#### Record set

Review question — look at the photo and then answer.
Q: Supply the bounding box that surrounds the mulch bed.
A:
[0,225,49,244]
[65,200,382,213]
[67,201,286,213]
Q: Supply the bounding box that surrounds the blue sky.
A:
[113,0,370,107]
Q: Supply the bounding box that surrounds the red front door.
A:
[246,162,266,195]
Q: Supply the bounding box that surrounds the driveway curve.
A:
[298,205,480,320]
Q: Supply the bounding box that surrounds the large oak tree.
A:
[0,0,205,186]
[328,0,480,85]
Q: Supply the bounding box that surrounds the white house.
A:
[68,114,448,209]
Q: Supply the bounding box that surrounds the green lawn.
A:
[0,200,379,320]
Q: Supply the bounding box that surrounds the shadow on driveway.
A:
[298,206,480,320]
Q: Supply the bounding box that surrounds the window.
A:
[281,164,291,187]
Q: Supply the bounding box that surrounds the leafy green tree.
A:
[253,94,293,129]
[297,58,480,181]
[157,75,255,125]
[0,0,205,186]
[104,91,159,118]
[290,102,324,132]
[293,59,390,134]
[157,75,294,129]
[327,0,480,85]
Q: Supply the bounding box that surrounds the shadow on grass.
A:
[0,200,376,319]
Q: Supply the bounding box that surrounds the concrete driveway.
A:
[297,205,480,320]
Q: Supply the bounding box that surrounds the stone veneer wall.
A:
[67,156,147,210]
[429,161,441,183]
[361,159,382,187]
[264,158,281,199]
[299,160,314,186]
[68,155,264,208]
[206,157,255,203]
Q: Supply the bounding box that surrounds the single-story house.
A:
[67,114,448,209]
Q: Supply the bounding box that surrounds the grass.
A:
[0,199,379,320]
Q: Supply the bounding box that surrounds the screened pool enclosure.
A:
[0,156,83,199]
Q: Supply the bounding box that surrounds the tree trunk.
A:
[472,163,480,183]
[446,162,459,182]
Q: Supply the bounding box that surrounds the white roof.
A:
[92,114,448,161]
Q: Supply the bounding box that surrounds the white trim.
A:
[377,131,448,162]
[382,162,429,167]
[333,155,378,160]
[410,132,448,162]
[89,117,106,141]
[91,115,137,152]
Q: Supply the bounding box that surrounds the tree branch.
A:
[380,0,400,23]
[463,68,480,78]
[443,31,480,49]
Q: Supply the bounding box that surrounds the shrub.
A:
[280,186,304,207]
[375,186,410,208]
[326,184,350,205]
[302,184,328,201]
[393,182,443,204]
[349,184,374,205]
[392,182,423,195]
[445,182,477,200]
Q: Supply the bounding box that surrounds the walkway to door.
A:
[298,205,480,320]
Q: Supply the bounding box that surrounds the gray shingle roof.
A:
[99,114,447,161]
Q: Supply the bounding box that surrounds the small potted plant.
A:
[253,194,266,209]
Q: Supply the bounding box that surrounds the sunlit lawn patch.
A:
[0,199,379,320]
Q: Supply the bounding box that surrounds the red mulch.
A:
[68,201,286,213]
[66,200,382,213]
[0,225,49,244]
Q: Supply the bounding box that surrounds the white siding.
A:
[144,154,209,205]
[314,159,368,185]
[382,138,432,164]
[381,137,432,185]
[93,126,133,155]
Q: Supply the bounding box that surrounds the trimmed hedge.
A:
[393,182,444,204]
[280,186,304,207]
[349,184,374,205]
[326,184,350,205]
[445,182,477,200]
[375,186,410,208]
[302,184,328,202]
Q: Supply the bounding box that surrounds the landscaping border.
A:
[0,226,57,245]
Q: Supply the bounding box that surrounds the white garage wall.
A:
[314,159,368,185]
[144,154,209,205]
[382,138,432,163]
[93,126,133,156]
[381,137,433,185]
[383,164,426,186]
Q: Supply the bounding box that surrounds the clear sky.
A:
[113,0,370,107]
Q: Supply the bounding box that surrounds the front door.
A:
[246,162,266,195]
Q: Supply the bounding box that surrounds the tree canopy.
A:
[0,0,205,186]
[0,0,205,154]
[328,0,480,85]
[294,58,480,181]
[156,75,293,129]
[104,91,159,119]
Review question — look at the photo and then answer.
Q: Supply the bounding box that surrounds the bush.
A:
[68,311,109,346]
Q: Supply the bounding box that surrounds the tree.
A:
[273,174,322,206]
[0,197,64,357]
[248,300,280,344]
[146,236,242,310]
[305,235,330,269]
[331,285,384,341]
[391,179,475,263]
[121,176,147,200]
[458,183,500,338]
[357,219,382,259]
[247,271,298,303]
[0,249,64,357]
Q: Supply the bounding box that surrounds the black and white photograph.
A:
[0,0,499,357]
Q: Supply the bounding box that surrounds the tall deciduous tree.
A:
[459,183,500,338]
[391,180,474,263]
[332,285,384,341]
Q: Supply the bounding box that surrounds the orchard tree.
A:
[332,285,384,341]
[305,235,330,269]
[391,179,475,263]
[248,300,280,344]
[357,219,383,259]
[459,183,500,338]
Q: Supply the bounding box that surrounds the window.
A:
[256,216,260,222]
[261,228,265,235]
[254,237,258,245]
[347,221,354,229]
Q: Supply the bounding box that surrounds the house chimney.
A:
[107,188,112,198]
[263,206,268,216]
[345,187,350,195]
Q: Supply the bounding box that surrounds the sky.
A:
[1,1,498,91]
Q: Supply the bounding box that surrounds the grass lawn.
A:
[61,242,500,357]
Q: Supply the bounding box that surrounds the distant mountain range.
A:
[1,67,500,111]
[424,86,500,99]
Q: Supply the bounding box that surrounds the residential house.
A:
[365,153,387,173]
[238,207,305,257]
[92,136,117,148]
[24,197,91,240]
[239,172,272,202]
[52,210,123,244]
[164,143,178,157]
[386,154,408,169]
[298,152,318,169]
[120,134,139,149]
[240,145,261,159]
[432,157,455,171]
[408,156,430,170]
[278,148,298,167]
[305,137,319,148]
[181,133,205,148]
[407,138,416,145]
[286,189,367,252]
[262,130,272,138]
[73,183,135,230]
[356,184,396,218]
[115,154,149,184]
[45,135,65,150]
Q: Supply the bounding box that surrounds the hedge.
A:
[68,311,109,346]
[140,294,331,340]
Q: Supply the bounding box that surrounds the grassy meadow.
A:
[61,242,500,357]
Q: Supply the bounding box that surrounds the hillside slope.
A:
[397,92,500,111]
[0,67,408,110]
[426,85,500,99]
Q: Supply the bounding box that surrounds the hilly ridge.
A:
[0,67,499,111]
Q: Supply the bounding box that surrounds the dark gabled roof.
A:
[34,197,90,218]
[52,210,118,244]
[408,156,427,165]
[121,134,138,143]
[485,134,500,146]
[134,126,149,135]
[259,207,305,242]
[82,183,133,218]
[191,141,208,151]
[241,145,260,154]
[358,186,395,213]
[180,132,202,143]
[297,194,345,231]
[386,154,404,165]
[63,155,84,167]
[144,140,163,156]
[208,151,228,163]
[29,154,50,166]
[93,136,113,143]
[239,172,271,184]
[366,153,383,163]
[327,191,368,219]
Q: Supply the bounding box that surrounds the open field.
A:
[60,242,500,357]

########

Your task - Word for word, write out each entry shown above.

Response box -
Review question — look at the photo and then answer.
Q: Supply the bounding box that surrounds the mulch bed.
A:
[0,225,49,244]
[65,200,382,213]
[67,201,286,213]
Q: Supply the bounding box that surrounds the blue sky.
A:
[113,0,370,107]
Q: Supply the bounding box that surrounds the red front door.
A:
[246,162,266,195]
Q: Supply the bounding box that surrounds the driveway curve.
A:
[298,205,480,320]
Q: Supply the bounding box that surrounds the large oak tree.
A:
[0,0,205,186]
[328,0,480,85]
Q: Supply the bounding box that surrounds the white house.
A:
[68,114,448,209]
Q: Supply the bounding box that surrounds the green lawn.
A:
[0,200,379,320]
Q: Supply the bounding box that surrounds the shadow on driveway.
A:
[298,206,480,320]
Q: Supply the bounding box that surrounds the window.
A:
[281,164,291,187]
Q: Supply the bounding box that surrounds the leafy green tree.
A:
[253,94,293,129]
[297,58,480,181]
[157,75,255,125]
[0,0,205,186]
[104,91,159,118]
[290,102,324,132]
[293,59,390,134]
[157,75,294,129]
[327,0,480,85]
Q: Supply the bounding box that surrounds the shadow on grass.
A:
[0,200,376,319]
Q: Supply the bounding box that surrounds the concrete driveway.
A:
[297,205,480,320]
Q: Supply the bounding box that surrounds the stone veneer wall.
A:
[67,156,147,210]
[429,161,441,183]
[361,159,382,187]
[264,158,281,199]
[299,160,314,186]
[68,155,264,208]
[206,157,255,203]
Q: Supply the bounding box that surrounds the single-story house.
A:
[67,114,448,209]
Q: Supply the bounding box that surrounds the grass.
A:
[0,199,379,320]
Q: Supply the bounding box that surrounds the screened pool enclosure.
A:
[0,156,83,199]
Q: Supply the bounding box that surrounds the tree trunk.
A:
[472,163,480,183]
[446,162,459,182]
Q: Supply the bounding box that surrounds the white roof.
A:
[92,114,448,161]
Q: Supply the bounding box that surrounds the white trim.
A:
[377,131,448,162]
[382,162,429,167]
[333,155,378,160]
[410,132,448,162]
[89,117,106,141]
[91,115,137,152]
Q: Supply the bounding box that surrounds the tree branch.
A:
[380,0,400,23]
[463,68,480,78]
[443,31,480,49]
Q: Supply the bounding box that surrounds the shrub.
A:
[280,186,304,207]
[375,186,410,208]
[326,184,350,205]
[302,184,328,201]
[393,182,443,204]
[349,184,374,205]
[392,182,423,195]
[445,182,477,200]
Q: Supply the bounding box that surrounds the walkway to door.
A:
[298,205,480,320]
Q: Supply the bounding box that surrounds the gray shingle roof.
A:
[99,114,447,161]
Q: Supply the bounding box that surrounds the small potted plant.
A:
[253,194,266,209]
Q: Supply the bounding box that surrounds the sunlit lawn patch.
A:
[0,199,379,320]
Q: Supply the bounding box that surrounds the red mulch.
A:
[68,201,286,213]
[66,200,382,213]
[0,225,49,244]
Q: Supply the bounding box that surrounds the white siding.
A:
[144,154,209,205]
[314,159,368,185]
[382,138,432,164]
[381,137,432,185]
[93,126,133,155]
Q: Supply the bounding box that surrounds the trimmed hedge.
A:
[393,182,444,204]
[280,186,304,207]
[349,184,374,205]
[326,184,350,205]
[445,182,477,200]
[375,186,410,208]
[302,184,328,202]
Q: Supply the bounding box that surrounds the landscaping border.
A:
[0,226,57,245]
Q: Supply the bounding box that surrounds the white garage wall.
A:
[314,159,368,185]
[144,154,209,205]
[382,138,432,163]
[93,126,133,156]
[381,137,433,185]
[383,164,426,186]
Q: Supply the bounding box that surrounds the clear sky.
A:
[113,0,370,107]
Q: Supply the bounding box that surrounds the front door.
A:
[246,162,266,195]
Q: Supply the bounding box that surrounds the tree canopy.
A:
[0,0,205,186]
[0,0,205,154]
[328,0,480,85]
[294,58,480,181]
[156,75,293,129]
[104,91,159,119]
Review question — look at the photo and then answer.
Q: Supply the bounding box that surrounds the bush.
A:
[68,311,109,346]
Q: Supply the bounding box that surrounds the tree.
A:
[273,174,322,206]
[0,197,64,357]
[248,300,280,344]
[146,236,242,310]
[305,235,330,269]
[331,285,384,341]
[391,179,475,263]
[121,176,147,200]
[458,183,500,338]
[357,219,382,259]
[247,271,298,303]
[0,249,64,357]
Q: Supply the bounding box that surrounds the black and white photograph.
A:
[0,0,499,357]
Q: Supply the bounding box that surrounds the tall deciduous tree.
A:
[459,183,500,338]
[391,180,474,263]
[332,285,384,341]
Q: Supply the bounding box that surrounds the orchard tree.
A:
[332,285,384,341]
[305,235,330,269]
[391,179,475,263]
[248,300,280,344]
[357,219,383,259]
[459,183,500,338]
Q: Supply the bounding box that surrounds the window.
A:
[256,216,260,222]
[261,228,265,235]
[254,237,258,245]
[347,221,354,229]
Q: Supply the bounding box that surrounds the house chimney.
A:
[107,188,112,198]
[263,206,268,216]
[345,187,350,195]
Q: Supply the bounding box that surrounds the sky.
A:
[1,1,498,91]
Q: Supply the bounding box that surrounds the grass lawn.
A:
[61,242,500,357]
Q: Supply the bounding box that surrounds the distant mountain range.
A:
[1,67,500,111]
[424,86,500,99]
Q: Supply the bounding box that surrounds the residential house.
A:
[365,153,387,173]
[238,207,305,257]
[92,136,117,148]
[24,197,91,240]
[239,172,272,202]
[52,210,123,244]
[164,143,178,157]
[386,154,408,169]
[298,152,318,169]
[120,134,139,149]
[240,145,261,159]
[432,157,455,171]
[408,156,430,170]
[278,148,298,167]
[305,137,319,148]
[181,133,205,148]
[407,138,416,145]
[286,189,367,252]
[262,130,272,138]
[73,183,135,230]
[356,184,396,218]
[115,154,149,184]
[45,135,65,150]
Q: Supply the bounding box that surrounds the hedge.
A:
[68,311,109,346]
[140,294,331,340]
Q: Supply the bounding box that surrounds the grassy meadow.
A:
[61,242,500,357]
Q: Supply the bounding box that surrounds the hillside slope.
A:
[397,92,500,111]
[0,67,408,110]
[426,85,500,99]
Q: Supply the bounding box that surrounds the hilly ridge.
A:
[0,67,499,111]
Q: Supply the bounding box that surrounds the dark gabled roof.
A:
[34,197,90,218]
[52,210,118,244]
[408,156,427,165]
[121,134,138,143]
[485,134,500,146]
[134,126,149,135]
[259,207,305,242]
[82,183,133,218]
[191,141,208,151]
[241,145,260,154]
[358,186,395,213]
[180,132,202,143]
[297,194,345,231]
[386,154,404,165]
[63,155,84,167]
[144,140,163,156]
[208,151,228,163]
[29,154,50,166]
[93,136,113,143]
[239,172,271,184]
[366,153,383,163]
[327,191,368,219]
Q: Supply the bounding box that surrounds the open field.
A:
[60,242,500,357]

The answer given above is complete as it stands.